# mk6 c-notch



## juldupp (Feb 12, 2011)

I heard with bagyards classic in rear i wont need to notch, is there any other brands that would do the same trick because ort dont have any bagyards classic in stock. thanks !


----------



## Squirrel Nuts (Aug 25, 2010)

You don't need to notch the rears on MK6's. Maybe you mean removing the rear nipple? The only notching should be done on the front right side where the axle would hit your frame if you air out.


----------



## juldupp (Feb 12, 2011)

i heard id need to notch when i put airlift in rear..


----------



## bryangb (Jun 16, 2010)

juldupp said:


> i heard id need to notch when i put airlift in rear..


 You have to do a little cutting to access the fitting on airlift rears. 

No cutting needs to take place for the bag yards :beer:


----------



## Squirrel Nuts (Aug 25, 2010)

So you're talking for the airline? Run RE-5's or SS-5's with the Dcups.


----------



## luke wl. (Feb 16, 2010)

Squirrel Nuts said:


> So you're talking for the airline? Run RE-5's or SS-5's with the Dcups.


 This.


----------



## juldupp (Feb 12, 2011)

[Saved entries]
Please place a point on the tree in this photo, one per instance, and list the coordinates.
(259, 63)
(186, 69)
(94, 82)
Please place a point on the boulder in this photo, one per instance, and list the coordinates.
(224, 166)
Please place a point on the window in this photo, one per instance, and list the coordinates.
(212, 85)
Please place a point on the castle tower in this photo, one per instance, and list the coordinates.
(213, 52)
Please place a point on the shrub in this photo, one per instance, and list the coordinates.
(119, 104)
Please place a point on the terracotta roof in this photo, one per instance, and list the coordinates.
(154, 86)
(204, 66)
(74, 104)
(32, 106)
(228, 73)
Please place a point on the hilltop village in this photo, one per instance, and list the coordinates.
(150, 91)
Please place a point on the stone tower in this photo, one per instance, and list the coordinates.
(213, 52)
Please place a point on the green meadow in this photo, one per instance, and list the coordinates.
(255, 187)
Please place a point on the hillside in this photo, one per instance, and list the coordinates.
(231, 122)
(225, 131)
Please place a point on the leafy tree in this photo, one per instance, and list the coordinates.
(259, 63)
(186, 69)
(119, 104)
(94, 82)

==

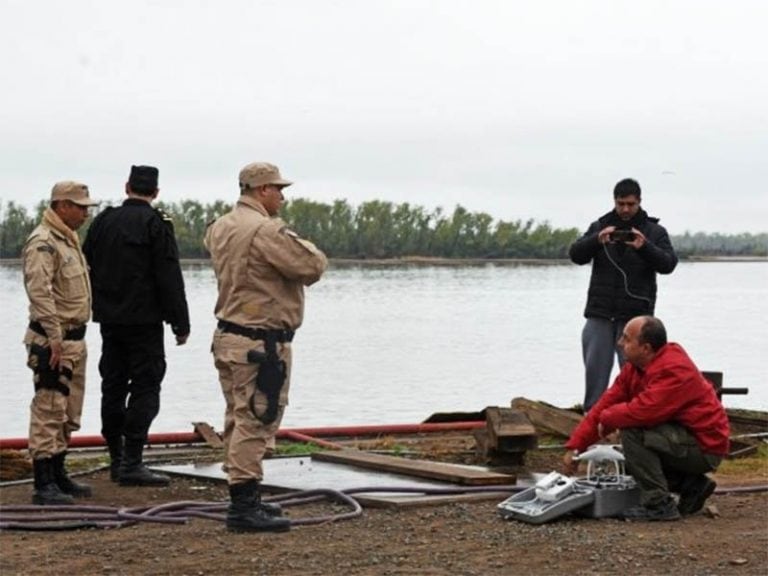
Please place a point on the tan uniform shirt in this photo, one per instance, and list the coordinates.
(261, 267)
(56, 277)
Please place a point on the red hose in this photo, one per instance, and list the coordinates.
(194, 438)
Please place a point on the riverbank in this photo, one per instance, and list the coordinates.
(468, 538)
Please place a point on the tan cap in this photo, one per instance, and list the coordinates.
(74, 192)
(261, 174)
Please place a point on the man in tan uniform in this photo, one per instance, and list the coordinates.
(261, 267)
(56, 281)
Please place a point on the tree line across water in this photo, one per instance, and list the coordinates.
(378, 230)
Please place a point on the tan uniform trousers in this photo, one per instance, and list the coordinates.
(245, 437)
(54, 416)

*Task requirements*.
A) List every distinct username that heads a post in the MK6 c-notch thread.
B) Write out the stretch of the MK6 c-notch thread from "I heard with" through "stock. thanks !".
C) Extend the MK6 c-notch forum thread from the point where it stops.

*Results*.
A)
juldupp
Squirrel Nuts
bryangb
luke wl.

B)
I heard with bagyards classic in rear i wont need to notch, is there any other brands that would do the same trick because ort dont have any bagyards classic in stock. thanks !

C)
Squirrel Nuts said:


> So you're talking for the airline? Run RE-5's or SS-5's with the Dcups.


 Im lost lol u talking about the airline type?


----------



## juldupp (Feb 12, 2011)

A guy from ort suggested me to go with dcups and slam series or AirHouse 2's, whas the best option? And is it safer to go with bagyards classic and no notch problem?


----------



## cstjetta (Jan 28, 2004)

When you refere to it as a notch most will think its for the front. in the rears you have to either cup the nipple ( which refers to the where the spring on the stock set up will be centered, and this will help you get lower in the rear. many have done this.) as well with some set ups you will need to cut for the brakets/ or hoses. IIRC so you can get everything seated properly. 

i dont have air but i do frequent the threads as much as i can. if im incorrect with my information please point it out. :thumbup:


----------



## juldupp (Feb 12, 2011)

So what i heard must be that i wont need to cut nipple with bagyard classics?


----------



## luke wl. (Feb 16, 2010)

You don't have to cut for the bag yards or the dcup/slam series or air house 2's. But you will get a little lower with the bag yards than the dcup setup IF you don't trim the nipple (you do not have to cut it completely off). Does that make sense?


----------



## juldupp (Feb 12, 2011)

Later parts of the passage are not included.